Work task
Repeat exactly, and only, the lines from the one holding "Flag each cloud" through the last line of the records below.

Stored items
* * * * * * *
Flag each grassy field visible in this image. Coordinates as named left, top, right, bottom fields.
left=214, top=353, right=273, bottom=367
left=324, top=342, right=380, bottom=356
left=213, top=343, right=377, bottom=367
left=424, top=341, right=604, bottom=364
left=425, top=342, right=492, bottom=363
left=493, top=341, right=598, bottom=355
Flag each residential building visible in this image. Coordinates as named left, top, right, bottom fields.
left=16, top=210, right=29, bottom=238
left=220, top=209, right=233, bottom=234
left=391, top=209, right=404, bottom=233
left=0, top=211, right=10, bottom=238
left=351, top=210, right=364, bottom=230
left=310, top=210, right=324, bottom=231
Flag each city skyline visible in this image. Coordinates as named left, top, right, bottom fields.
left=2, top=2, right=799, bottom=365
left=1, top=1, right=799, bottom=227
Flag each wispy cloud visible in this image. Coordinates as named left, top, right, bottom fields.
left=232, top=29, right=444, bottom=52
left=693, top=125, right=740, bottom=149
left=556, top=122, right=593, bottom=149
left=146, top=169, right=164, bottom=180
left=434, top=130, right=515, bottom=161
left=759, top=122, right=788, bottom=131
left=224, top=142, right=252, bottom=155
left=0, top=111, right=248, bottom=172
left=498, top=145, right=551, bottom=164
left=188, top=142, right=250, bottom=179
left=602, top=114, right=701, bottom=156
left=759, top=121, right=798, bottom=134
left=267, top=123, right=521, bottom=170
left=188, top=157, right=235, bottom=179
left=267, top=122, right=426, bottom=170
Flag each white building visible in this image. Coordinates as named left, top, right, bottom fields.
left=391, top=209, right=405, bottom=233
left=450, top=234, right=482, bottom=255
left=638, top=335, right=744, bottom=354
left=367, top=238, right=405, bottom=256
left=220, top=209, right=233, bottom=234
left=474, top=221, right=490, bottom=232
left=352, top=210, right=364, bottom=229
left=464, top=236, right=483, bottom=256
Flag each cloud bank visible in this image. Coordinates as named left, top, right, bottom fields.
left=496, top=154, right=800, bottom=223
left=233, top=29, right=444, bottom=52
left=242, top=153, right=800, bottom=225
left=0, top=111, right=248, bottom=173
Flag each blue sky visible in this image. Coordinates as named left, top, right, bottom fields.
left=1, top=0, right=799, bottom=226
* * * * * * *
Response box
Flag each cloud bank visible in this image. Coordinates as named left, top, right, bottom fields.
left=496, top=154, right=800, bottom=223
left=233, top=29, right=444, bottom=52
left=242, top=153, right=800, bottom=225
left=0, top=111, right=248, bottom=173
Flag each blue sky visible in this image. Coordinates as named left, top, right, bottom fields.
left=1, top=0, right=799, bottom=226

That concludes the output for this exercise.